Passage -
────────────────

A library is never just a particular room, or a quantity of crates filled with books to be opened at some future date, or a collection representative of a particular quality, but is always the consequence of a collector’s nature, mania or avarice. (This is the theme that runs through Nicholas A Basbanes’ A Gentle Madness, and from Alexandria to the founding of the New York Public Library.) Benjamin’s special rapport with his books can best be understood as an intimate friendship—a relationship that transcends purely functional or utilitarian value, that is, its immediate usefulness. In fact, Benjamin goes beyond this to suggest one may actually enter into a mysterious, even magical, relationship with one’s books.
“The most profound enchantment for the collector is the locking of individual items within a magic circle in which they are fixed and, as the final thrill, the thrill of acquisition, passes over them.”
Here the man seems to be saying that the text or authorship of a book, the generally “accepted” measure of a work, may not be as interesting as other less quantifiable attributes. Rather it is the totality of a particular book that adds up to a “magic encyclopedia,” whose quintessence is the fate of the object. According to Benjamin, the “fate of the book,” is what excites the real collector. If I follow Benjamin’s logic, what should be thrilling about my copy of The Odyssey of Homer, newly translated into English by T.E. Shaw (Lawrence of Arabia), is not Homer’s tale, or even Shaw’s skills as a translator, but the fact that I found it in on a dreary Sunday afternoon, in a used bookstore, in a depressed river town in New Jersey. Sixty years old and not a blemish; its previous owners treated it well. But what I should perhaps find most pleasing is a tiny sticker stuck on the inside front cover that reads: Wyman & Sons Ltd., 30 High Street, Exeter, Devon. The most meaningful question: How did this book find its way into my hands, and why?

────────────────

Entries -
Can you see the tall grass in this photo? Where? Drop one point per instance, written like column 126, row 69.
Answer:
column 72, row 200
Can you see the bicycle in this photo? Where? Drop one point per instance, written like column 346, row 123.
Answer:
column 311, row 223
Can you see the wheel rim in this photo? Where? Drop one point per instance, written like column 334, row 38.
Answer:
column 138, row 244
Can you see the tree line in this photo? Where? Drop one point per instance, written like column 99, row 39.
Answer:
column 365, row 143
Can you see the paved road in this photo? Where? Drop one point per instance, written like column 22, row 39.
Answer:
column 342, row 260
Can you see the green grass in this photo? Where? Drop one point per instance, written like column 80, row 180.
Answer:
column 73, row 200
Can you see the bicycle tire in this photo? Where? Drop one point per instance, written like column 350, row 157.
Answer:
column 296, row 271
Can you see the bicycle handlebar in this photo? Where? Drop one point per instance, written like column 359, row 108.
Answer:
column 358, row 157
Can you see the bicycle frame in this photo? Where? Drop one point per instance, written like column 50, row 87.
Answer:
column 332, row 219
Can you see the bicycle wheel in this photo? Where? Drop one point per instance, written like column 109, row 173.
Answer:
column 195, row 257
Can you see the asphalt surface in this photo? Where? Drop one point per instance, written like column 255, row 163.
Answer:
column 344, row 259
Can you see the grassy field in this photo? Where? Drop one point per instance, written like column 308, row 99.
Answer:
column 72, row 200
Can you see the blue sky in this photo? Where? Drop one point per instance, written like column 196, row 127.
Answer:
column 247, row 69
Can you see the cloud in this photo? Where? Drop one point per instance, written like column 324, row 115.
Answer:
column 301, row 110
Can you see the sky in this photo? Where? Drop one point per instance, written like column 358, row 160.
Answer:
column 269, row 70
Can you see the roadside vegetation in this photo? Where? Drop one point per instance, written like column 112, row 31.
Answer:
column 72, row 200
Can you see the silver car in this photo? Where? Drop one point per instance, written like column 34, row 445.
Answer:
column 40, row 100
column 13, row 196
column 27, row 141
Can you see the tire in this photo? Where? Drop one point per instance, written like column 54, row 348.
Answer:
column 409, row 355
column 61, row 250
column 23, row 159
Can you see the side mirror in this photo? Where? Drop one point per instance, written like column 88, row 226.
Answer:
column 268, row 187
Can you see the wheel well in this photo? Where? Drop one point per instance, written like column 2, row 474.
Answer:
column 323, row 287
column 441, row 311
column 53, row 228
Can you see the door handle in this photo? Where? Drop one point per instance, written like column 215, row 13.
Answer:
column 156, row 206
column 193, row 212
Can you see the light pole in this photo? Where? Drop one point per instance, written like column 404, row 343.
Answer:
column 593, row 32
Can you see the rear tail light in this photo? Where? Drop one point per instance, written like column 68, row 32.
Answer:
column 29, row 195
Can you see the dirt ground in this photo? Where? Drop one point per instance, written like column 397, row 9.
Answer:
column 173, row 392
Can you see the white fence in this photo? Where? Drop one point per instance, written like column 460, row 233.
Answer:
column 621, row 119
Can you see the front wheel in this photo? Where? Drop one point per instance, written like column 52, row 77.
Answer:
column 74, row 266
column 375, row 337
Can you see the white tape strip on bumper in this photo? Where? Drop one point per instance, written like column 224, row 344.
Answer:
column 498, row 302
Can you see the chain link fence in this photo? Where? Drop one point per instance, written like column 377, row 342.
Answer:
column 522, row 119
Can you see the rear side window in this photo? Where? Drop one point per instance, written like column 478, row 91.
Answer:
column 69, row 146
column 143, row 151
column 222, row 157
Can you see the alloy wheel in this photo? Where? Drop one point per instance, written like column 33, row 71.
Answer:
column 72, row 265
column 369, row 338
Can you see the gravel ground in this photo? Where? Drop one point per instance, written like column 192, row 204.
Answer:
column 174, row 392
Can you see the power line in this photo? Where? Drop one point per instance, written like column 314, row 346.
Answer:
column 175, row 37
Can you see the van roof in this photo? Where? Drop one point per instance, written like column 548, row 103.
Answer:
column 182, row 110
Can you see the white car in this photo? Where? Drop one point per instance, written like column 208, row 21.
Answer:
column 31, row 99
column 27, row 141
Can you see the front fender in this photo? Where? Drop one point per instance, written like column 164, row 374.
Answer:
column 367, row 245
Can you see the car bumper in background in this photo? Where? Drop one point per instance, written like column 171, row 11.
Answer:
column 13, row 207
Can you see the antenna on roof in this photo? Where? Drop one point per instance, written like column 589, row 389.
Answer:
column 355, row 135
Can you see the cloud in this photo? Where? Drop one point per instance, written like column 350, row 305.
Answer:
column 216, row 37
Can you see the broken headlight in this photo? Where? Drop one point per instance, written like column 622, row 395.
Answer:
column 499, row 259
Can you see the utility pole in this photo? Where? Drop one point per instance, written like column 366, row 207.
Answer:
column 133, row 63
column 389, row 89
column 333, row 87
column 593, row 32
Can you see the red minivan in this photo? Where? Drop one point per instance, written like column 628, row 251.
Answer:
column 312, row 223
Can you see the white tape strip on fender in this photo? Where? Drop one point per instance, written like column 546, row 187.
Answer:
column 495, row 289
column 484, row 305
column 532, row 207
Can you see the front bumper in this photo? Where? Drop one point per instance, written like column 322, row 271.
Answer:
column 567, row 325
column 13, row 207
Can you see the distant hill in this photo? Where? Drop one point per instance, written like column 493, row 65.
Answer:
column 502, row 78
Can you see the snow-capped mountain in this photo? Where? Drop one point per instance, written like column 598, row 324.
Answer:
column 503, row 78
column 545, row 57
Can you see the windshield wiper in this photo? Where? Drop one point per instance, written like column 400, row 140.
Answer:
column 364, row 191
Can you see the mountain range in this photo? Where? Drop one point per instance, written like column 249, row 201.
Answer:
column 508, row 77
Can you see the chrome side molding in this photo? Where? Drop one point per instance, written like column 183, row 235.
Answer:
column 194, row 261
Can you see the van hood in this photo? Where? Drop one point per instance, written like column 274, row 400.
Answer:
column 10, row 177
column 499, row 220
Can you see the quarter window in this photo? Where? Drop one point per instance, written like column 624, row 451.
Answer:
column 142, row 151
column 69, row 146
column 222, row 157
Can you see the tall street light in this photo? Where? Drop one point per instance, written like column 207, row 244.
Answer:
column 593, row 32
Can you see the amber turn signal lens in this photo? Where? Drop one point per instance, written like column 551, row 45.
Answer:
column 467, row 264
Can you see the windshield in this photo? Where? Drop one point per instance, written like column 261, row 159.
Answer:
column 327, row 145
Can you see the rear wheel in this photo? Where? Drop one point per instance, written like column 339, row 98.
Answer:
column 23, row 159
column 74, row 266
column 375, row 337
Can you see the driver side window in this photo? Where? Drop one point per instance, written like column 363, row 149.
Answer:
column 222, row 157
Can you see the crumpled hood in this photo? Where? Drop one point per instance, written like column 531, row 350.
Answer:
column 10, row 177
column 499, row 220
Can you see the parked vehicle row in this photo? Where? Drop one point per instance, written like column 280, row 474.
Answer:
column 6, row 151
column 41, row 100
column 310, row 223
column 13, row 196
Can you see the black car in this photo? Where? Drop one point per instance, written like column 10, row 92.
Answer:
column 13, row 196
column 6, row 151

────────────────

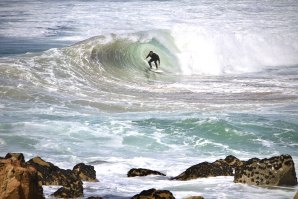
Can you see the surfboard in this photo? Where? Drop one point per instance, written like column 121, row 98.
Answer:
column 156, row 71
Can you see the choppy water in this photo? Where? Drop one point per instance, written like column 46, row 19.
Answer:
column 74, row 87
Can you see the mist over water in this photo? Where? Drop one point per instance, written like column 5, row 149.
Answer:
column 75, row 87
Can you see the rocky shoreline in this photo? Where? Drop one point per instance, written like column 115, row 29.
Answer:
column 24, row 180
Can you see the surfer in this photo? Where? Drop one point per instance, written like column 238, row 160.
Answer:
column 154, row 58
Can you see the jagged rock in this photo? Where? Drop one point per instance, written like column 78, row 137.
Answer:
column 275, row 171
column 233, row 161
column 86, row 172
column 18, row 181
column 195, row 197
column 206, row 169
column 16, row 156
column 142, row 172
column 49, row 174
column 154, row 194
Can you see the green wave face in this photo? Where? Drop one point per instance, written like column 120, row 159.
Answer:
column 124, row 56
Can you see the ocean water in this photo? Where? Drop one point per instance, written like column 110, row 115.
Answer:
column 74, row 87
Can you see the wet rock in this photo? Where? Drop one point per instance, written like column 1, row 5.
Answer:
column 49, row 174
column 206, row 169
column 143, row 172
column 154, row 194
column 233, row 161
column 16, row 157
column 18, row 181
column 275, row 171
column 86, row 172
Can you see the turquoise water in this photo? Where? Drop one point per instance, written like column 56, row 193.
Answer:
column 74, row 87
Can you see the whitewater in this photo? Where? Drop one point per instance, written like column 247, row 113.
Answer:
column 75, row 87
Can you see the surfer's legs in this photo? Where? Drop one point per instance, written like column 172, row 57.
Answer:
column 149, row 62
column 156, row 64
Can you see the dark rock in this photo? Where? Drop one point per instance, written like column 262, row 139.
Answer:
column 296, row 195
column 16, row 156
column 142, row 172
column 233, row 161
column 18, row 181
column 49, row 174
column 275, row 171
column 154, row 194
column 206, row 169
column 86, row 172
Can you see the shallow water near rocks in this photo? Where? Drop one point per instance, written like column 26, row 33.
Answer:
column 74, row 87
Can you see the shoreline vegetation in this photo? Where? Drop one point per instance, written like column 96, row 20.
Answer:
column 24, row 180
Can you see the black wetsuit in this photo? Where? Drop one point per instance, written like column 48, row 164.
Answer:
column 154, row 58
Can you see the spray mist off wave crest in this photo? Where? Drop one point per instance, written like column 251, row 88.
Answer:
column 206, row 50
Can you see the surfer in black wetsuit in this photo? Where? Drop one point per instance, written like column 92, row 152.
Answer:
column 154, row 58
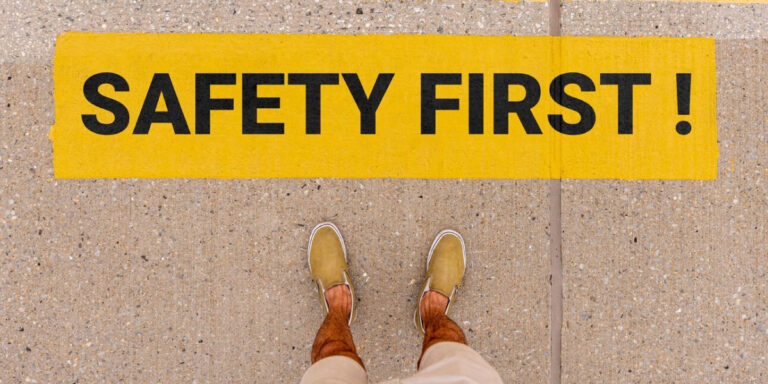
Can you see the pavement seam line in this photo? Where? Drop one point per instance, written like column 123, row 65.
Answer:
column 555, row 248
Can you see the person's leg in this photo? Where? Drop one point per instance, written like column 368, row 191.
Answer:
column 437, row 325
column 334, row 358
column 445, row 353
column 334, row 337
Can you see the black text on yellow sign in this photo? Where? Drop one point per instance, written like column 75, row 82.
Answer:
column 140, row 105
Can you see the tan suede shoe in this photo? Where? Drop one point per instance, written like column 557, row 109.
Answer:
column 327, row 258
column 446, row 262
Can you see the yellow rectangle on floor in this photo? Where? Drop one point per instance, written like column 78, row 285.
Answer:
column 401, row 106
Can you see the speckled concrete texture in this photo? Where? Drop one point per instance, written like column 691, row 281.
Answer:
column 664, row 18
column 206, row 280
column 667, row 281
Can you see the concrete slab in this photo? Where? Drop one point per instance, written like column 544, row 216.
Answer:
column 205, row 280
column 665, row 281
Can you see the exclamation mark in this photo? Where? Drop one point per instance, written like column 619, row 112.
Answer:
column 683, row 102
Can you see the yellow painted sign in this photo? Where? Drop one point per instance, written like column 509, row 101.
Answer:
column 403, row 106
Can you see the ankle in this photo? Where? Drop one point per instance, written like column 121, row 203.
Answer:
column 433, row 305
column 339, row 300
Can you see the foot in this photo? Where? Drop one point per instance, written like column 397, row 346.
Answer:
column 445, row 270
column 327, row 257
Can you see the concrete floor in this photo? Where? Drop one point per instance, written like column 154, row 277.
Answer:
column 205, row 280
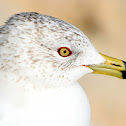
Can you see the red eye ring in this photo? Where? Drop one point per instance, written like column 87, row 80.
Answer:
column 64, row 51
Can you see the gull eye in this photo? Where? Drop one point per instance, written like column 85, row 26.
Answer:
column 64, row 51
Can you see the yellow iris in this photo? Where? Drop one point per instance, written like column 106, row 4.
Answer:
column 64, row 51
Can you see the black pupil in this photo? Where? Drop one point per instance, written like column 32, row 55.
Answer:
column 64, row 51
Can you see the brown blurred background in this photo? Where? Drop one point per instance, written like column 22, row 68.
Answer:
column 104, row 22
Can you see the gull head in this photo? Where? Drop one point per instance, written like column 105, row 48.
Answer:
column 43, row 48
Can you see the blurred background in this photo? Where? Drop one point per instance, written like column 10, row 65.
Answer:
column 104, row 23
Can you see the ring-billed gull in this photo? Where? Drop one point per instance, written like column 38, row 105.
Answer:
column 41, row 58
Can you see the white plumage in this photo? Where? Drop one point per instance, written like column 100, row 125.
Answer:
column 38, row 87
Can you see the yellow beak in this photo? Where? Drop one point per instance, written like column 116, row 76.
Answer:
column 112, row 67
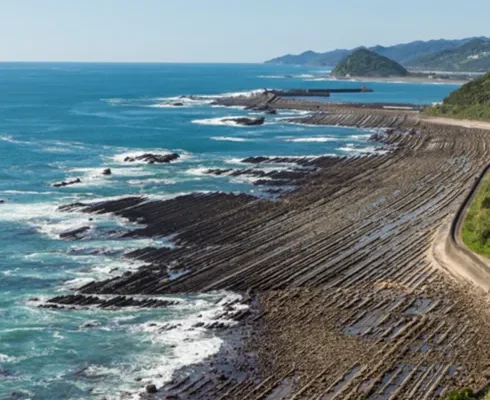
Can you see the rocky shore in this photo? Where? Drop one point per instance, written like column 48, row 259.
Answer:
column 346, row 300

────────────────

What is asked - Reproduce the passage on book collecting from "A library is" to "with one’s books.", changing "relationship" to "bond" wherever it occurs.

Response for this exercise -
A library is never just a particular room, or a quantity of crates filled with books to be opened at some future date, or a collection representative of a particular quality, but is always the consequence of a collector’s nature, mania or avarice. (This is the theme that runs through Nicholas A Basbanes’ A Gentle Madness, and from Alexandria to the founding of the New York Public Library.) Benjamin’s special rapport with his books can best be understood as an intimate friendship—a bond that transcends purely functional or utilitarian value, that is, its immediate usefulness. In fact, Benjamin goes beyond this to suggest one may actually enter into a mysterious, even magical, bond with one’s books.